• The task
Please tally how many lines in the records below contain the string "sweater", and reply with the number alone.

::: Exercise data

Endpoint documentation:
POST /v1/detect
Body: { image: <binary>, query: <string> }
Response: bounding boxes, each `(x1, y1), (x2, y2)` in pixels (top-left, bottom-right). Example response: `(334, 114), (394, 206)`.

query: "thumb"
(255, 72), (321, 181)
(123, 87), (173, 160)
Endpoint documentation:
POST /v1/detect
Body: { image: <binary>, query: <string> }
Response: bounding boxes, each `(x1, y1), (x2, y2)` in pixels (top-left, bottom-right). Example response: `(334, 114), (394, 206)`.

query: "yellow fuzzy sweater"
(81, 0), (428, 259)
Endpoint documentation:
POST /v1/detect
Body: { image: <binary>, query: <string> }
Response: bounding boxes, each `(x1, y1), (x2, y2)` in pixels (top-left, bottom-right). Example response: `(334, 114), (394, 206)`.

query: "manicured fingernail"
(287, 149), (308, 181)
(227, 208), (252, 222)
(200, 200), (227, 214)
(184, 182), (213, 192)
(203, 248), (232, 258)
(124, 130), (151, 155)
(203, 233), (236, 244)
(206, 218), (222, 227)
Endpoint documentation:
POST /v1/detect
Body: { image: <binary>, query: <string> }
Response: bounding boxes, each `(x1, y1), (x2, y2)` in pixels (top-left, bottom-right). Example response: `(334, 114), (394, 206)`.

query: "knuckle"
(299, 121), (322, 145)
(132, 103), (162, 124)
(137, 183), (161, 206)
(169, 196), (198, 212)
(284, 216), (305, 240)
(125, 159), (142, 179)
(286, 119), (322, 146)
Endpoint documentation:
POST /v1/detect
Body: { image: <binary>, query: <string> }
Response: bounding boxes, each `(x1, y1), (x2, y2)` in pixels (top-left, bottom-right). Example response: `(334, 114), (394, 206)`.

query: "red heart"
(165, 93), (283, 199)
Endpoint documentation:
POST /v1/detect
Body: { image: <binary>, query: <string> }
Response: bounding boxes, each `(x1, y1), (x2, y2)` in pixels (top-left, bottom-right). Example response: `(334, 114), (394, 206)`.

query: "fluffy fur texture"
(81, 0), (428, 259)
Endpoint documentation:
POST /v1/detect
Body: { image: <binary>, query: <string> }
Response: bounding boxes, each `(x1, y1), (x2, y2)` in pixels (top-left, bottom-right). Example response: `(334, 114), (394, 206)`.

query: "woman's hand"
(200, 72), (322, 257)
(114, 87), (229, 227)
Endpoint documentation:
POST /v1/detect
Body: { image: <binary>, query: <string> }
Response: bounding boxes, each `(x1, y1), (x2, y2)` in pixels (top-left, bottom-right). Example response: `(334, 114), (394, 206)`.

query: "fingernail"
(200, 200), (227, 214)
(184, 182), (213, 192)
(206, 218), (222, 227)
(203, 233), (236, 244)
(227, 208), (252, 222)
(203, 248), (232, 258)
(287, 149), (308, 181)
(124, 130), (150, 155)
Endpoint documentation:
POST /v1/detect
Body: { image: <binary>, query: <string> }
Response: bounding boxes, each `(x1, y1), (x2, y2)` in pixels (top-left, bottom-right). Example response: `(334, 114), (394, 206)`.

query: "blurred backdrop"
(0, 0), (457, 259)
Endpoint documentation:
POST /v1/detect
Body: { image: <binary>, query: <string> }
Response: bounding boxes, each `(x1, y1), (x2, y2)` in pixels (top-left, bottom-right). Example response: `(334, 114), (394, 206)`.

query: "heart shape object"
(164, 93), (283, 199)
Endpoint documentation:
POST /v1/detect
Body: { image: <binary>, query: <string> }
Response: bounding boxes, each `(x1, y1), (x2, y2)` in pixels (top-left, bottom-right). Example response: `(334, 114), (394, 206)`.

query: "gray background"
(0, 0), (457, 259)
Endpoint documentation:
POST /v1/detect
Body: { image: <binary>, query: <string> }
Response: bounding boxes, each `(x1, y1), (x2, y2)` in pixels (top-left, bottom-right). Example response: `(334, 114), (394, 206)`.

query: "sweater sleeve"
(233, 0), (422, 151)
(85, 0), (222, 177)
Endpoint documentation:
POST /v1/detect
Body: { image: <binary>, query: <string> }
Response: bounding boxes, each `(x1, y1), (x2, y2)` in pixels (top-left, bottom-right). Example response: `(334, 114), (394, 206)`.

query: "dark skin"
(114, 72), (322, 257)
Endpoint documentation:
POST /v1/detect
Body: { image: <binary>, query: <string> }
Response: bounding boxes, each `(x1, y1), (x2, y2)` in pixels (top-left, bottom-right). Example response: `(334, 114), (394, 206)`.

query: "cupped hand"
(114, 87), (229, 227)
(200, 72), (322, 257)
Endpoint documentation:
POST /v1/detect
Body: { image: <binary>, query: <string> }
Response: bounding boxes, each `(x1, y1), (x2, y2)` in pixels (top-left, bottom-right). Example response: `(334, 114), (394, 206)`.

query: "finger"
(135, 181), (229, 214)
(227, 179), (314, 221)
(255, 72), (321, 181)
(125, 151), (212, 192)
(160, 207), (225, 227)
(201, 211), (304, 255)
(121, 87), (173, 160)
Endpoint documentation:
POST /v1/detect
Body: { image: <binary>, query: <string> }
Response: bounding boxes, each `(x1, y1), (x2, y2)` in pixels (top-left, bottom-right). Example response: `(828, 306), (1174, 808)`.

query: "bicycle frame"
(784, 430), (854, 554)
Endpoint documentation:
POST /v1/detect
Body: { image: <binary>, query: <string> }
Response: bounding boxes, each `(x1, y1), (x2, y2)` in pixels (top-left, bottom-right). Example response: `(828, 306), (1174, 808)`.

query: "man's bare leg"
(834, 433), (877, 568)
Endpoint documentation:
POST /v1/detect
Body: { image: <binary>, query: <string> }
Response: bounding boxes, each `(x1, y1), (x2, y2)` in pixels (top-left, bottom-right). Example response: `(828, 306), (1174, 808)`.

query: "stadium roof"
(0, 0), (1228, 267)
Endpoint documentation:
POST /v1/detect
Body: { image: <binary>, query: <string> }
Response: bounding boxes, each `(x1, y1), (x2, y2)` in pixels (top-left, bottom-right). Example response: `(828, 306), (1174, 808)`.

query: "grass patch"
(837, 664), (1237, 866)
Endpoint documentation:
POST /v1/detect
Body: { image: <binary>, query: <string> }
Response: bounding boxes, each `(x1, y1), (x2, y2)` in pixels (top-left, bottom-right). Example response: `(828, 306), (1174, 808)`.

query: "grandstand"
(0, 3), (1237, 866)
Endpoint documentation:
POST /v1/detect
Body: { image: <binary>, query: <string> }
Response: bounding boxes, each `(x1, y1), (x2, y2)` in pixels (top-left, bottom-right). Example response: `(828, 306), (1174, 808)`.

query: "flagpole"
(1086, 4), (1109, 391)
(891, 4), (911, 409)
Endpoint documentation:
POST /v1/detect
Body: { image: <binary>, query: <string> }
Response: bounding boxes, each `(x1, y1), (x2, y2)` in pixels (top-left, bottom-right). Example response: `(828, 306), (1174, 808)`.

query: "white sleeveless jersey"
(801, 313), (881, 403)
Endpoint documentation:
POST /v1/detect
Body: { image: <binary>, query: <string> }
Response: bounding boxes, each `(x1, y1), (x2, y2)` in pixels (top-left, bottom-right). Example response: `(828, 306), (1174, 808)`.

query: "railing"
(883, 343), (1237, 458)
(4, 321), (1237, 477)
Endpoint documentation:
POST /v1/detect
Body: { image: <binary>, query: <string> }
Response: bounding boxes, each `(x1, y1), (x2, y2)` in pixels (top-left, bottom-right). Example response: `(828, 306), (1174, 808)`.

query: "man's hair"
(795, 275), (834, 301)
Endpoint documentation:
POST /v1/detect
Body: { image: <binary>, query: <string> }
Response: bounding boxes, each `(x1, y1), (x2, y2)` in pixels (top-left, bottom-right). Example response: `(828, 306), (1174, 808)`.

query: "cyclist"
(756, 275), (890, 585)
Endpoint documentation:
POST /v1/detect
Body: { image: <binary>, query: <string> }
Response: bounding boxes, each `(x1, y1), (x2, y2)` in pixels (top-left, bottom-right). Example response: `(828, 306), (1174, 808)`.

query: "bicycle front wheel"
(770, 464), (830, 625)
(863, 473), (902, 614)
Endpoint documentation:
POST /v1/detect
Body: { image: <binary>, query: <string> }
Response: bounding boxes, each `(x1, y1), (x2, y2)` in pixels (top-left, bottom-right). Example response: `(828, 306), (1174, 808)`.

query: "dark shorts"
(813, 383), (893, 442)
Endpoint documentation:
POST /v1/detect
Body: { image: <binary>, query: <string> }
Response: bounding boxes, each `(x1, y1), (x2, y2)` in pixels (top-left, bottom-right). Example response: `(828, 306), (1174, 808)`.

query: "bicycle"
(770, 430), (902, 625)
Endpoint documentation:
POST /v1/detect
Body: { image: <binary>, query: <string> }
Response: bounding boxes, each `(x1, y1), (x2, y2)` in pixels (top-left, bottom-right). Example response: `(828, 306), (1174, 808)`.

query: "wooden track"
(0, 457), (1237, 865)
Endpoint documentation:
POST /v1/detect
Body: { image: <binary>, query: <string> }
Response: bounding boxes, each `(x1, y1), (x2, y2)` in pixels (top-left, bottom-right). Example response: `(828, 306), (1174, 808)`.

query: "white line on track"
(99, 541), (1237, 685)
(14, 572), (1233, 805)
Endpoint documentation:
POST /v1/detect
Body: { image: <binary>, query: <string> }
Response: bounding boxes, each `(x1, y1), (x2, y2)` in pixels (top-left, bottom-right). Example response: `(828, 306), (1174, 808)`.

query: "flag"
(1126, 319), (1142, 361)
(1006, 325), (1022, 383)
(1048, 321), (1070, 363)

::::::

• Response to this exercise
2